Each line should be copied exactly.
● ● ● ● ● ● ●
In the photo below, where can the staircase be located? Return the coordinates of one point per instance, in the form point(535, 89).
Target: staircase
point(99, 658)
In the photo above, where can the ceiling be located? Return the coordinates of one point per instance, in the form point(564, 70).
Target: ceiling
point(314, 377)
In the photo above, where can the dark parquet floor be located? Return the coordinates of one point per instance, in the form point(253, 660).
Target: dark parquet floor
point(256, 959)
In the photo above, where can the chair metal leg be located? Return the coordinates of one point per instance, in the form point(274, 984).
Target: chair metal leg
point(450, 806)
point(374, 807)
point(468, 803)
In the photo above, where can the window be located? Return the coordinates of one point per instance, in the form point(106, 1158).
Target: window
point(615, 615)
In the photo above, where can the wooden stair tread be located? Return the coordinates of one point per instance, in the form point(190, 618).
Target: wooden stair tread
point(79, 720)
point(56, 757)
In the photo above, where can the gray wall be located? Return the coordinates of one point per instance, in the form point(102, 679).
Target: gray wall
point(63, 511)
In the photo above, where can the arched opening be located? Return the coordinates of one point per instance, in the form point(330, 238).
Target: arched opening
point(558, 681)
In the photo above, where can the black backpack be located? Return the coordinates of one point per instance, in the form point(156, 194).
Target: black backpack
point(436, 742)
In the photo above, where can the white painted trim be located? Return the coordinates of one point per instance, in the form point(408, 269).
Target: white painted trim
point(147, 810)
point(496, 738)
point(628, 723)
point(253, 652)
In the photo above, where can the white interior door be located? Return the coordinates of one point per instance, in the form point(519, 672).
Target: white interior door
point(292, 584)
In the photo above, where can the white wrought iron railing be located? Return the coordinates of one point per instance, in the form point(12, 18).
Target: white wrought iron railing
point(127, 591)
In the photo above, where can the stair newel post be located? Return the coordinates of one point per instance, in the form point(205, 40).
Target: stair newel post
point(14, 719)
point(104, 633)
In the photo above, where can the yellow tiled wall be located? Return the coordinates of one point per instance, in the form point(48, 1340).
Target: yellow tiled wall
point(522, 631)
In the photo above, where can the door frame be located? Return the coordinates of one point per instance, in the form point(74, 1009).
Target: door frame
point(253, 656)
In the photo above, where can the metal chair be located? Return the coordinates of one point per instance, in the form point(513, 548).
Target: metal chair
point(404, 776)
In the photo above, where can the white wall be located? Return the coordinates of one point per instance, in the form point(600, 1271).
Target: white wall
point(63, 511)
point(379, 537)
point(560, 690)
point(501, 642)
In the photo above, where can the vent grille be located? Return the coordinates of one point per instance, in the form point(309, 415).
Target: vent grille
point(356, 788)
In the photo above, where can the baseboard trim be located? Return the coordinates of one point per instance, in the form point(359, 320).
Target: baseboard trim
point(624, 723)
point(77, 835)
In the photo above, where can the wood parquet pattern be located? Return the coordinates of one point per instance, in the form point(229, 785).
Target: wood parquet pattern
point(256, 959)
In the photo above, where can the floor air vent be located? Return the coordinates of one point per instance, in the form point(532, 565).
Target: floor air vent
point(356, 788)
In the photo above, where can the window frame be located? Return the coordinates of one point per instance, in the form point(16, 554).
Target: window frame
● ● ● ● ● ● ●
→ **Full answer**:
In the photo below, where can the staircase be located? Return the coordinates of one point per instance, in the form point(535, 89).
Target: staircase
point(99, 658)
In the photo above, where can the ceiling be located? Return the coordinates of one point per instance, in the form point(564, 70).
Target: ceiling
point(314, 377)
In the photo above, where can the dark parquet floor be located? Return the coordinates of one point per instance, in the form point(253, 660).
Target: dark parquet floor
point(256, 959)
In the photo above, where can the chair metal leg be located? Return the coordinates of one point per instance, in the form point(274, 984).
Target: chair metal leg
point(450, 806)
point(374, 807)
point(468, 803)
In the photo above, where can the window be located? Return the coordinates of one point per instance, in the form point(106, 1158).
Target: window
point(615, 615)
In the photo above, where can the wooden stair tread be located? Return the coordinates of one point per instance, in the form point(190, 618).
Target: wooden stair tread
point(79, 720)
point(56, 757)
In the photo above, where can the gray wall be located? Return the coordinates of one point per instance, in the form point(102, 679).
Target: gray wall
point(63, 511)
In the photo above, where can the arched opening be located? Return the coordinates of one point per instance, in the form point(330, 238).
Target: arched opening
point(558, 681)
In the photo above, where can the black backpack be located? Return the coordinates of one point per instance, in the form point(156, 194).
Target: black backpack
point(436, 742)
In the photo above, where can the white painted trim be located? Return the coordinates of one point per instance, in the form point(408, 269).
Target: white painted trim
point(147, 810)
point(496, 738)
point(628, 723)
point(253, 652)
In the photo above, where can the white interior door be located? Return the coordinates of one point per instance, in the form point(519, 672).
Target: white interior door
point(292, 584)
In the photo above, where can the white wrought iron railing be located? Return the coordinates of one point per instance, in the form point(12, 18).
Target: white wrought iron railing
point(127, 591)
In the photo above, where can the stair newel post be located? Return the coordinates of one point per instance, in the form point(205, 40).
Target: stair newel post
point(14, 719)
point(104, 633)
In the photo above, where can the yellow tiled wall be located? Return the coordinates of one point per instance, in the form point(48, 1340).
Target: yellow tiled wall
point(522, 631)
In the photo above, where can the door frame be located? Return the coordinates of one point per instance, in the form point(74, 1009).
Target: door frame
point(253, 656)
In the photo above, where can the metal chair be located? Return the coordinates of one point per instance, in the form point(513, 548).
Target: metal chair
point(404, 776)
In the photo above, where can the white wall be located? Return the coordinates of one point per instance, in the form point(600, 1271).
Target: white wall
point(63, 511)
point(379, 537)
point(560, 690)
point(501, 642)
In the photo above, where can the vent grille be located? Return the coordinates of one point per instance, in the form point(309, 415).
Target: vent grille
point(356, 788)
In the photo above, where can the baseboard trim be located? Return the coordinates of one point per instance, in the form point(359, 320).
Target: baseboard trim
point(624, 723)
point(77, 835)
In the photo above, where can the wood parquet pattern be located? Return the coordinates of one point per instance, in the form point(229, 785).
Target: wood parquet pattern
point(256, 959)
In the photo above, where can the floor air vent be located? Return the coordinates of one point per instance, in the form point(532, 565).
Target: floor air vent
point(356, 788)
In the photo above, where can the window frame be located? Return the coordinates of one point per instance, in the form point(16, 554).
Target: window frame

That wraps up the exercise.